Work to do → Your task is to output the data exactly as it stands.

Data to process →

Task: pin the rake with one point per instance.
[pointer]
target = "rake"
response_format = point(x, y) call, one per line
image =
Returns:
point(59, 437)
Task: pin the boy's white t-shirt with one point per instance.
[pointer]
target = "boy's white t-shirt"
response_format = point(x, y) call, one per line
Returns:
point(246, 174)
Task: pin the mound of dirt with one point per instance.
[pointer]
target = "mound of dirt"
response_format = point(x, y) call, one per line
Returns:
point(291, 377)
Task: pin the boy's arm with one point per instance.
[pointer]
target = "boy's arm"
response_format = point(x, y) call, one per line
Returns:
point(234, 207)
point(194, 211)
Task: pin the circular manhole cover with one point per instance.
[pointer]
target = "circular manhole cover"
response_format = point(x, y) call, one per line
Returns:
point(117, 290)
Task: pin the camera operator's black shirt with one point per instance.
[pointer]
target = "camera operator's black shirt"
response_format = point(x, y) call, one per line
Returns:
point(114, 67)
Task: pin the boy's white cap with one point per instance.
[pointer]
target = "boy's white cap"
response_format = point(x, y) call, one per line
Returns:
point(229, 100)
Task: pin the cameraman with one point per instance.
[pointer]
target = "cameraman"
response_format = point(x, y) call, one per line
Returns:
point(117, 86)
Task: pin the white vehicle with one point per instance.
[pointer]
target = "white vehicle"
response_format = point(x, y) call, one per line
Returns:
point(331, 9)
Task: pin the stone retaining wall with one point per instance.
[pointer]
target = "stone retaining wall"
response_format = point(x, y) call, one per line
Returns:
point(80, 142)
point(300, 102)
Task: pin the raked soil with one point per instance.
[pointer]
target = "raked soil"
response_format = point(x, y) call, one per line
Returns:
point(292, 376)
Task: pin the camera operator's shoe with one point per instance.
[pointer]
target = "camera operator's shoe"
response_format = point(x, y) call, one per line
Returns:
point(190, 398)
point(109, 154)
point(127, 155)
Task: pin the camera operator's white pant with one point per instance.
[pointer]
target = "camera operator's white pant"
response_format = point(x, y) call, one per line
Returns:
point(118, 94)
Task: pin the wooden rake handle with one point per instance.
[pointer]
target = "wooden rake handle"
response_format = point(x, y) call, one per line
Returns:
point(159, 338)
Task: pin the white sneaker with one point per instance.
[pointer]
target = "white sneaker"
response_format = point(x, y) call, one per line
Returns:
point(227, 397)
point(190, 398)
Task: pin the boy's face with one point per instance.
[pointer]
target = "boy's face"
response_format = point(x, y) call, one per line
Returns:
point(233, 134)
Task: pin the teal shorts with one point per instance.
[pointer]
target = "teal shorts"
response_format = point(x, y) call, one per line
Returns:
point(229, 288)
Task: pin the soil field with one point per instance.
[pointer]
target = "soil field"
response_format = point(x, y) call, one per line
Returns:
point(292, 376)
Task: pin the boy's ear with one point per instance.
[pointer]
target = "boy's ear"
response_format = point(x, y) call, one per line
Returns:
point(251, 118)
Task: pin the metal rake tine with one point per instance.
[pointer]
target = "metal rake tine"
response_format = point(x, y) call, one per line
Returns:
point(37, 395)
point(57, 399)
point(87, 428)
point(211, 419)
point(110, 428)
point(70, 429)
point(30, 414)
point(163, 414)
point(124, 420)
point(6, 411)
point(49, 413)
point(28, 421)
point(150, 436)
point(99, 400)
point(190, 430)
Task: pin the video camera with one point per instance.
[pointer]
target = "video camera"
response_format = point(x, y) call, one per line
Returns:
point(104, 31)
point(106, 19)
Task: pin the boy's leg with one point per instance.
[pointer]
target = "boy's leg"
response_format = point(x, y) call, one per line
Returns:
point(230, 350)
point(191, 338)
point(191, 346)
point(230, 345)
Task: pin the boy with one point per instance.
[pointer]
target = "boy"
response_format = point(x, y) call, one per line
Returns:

Reply to the task →
Task: pin the rake with one point per instance.
[pointer]
target = "rake"
response_format = point(x, y) call, one per line
image =
Returns:
point(59, 437)
Task: pin the boy's white t-shirt with one point per instance.
[pointer]
target = "boy's white t-shirt"
response_format = point(x, y) call, one per line
Returns:
point(246, 174)
Task: pin the mound of dirt with one point per instance.
[pointer]
target = "mound of dirt"
response_format = point(x, y) call, one per line
Returns:
point(291, 377)
Task: pin the boy's arm with one point per instance.
[pointer]
target = "boy's arm"
response_format = point(x, y) call, one per line
Returns:
point(234, 207)
point(194, 211)
Task: pin the circular manhole cover with one point per instance.
[pointer]
target = "circular manhole cover"
response_format = point(x, y) call, one per line
Returns:
point(117, 290)
Task: pin the camera operator's black shirt with one point per instance.
[pointer]
target = "camera operator's black shirt"
response_format = point(x, y) call, one per line
Returns:
point(114, 67)
Task: pin the boy's white cap with one point per instance.
[pointer]
target = "boy's white cap"
response_format = point(x, y) call, one per line
Returns:
point(229, 100)
Task: pin the cameraman with one point per instance.
[pointer]
target = "cameraman"
response_format = point(x, y) call, one per line
Returns:
point(117, 86)
Task: pin the white vehicle with one point per instance.
[pointer]
target = "white vehicle"
response_format = point(x, y) call, one per line
Returns:
point(331, 9)
Task: pin the stone retaining wall with one point per instance.
[pointer]
target = "stone retaining wall"
response_format = point(x, y) call, one per line
Returns:
point(80, 142)
point(300, 102)
Task: pin the raked soil with one point per instance.
[pointer]
target = "raked soil"
response_format = point(x, y) call, one per line
Returns:
point(292, 376)
Task: pin the camera operator's shoe with one point per instance.
[pointer]
target = "camera operator's shoe"
response_format = point(x, y) call, one per line
Returns:
point(190, 398)
point(109, 154)
point(127, 155)
Task: pin the camera operator's white pant with one point per instance.
[pointer]
target = "camera operator's white pant"
response_format = point(x, y) call, one per line
Returns:
point(118, 94)
Task: pin the wooden rake handle with one point per instance.
[pointer]
target = "wooden rake handle"
response_format = point(x, y) call, one per line
Returns:
point(159, 338)
Task: pin the white sneaker with one point per instance.
[pointer]
target = "white sneaker"
response_format = point(x, y) call, one per line
Returns:
point(227, 397)
point(190, 398)
Task: pin the boy's face with one point per instance.
[pointer]
target = "boy's face"
response_format = point(x, y) call, one per line
Returns:
point(233, 134)
Task: pin the teal shorts with one point per instance.
[pointer]
target = "teal shorts"
response_format = point(x, y) call, one per line
Returns:
point(229, 288)
Task: pin the soil field with one point per instance.
[pointer]
target = "soil field"
response_format = point(x, y) call, one per line
Returns:
point(292, 376)
Task: pin the boy's ear with one point per instance.
[pointer]
target = "boy's ear"
response_format = point(x, y) call, one per line
Returns:
point(251, 118)
Task: pin the metal rake tine with one point per instance.
[pointer]
target = "metal rake tine"
response_format = point(x, y) call, one per line
Returns:
point(37, 395)
point(57, 399)
point(87, 428)
point(211, 419)
point(110, 428)
point(70, 429)
point(30, 414)
point(163, 414)
point(124, 420)
point(6, 411)
point(49, 413)
point(28, 421)
point(150, 436)
point(99, 400)
point(190, 430)
Task: pin the video camera with one point per instance.
[pointer]
target = "video camera"
response_format = point(x, y) call, one per line
Returns:
point(104, 31)
point(106, 19)
Task: pin the boy's leg with one point per instance.
[pointer]
target = "boy's leg"
response_format = point(x, y) call, one per line
Returns:
point(230, 350)
point(191, 338)
point(191, 346)
point(230, 345)
Task: pin the boy with one point per instance.
[pointer]
target = "boy"
response_format = point(x, y) call, one per line
Returns:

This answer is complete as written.